• [Instructions for the task]: Could you output each line of the data that follows exactly?
:: Dataset records
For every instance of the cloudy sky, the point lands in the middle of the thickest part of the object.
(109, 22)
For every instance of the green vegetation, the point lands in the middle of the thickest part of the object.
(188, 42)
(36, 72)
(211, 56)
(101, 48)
::::
• [Solution to the exercise]:
For every instance of the cloudy sky, the point lands in the middle of the thickest part of the object.
(109, 22)
For every instance of the green vegetation, the point lands in the middle of the thickest part of the object.
(188, 42)
(36, 72)
(211, 56)
(101, 48)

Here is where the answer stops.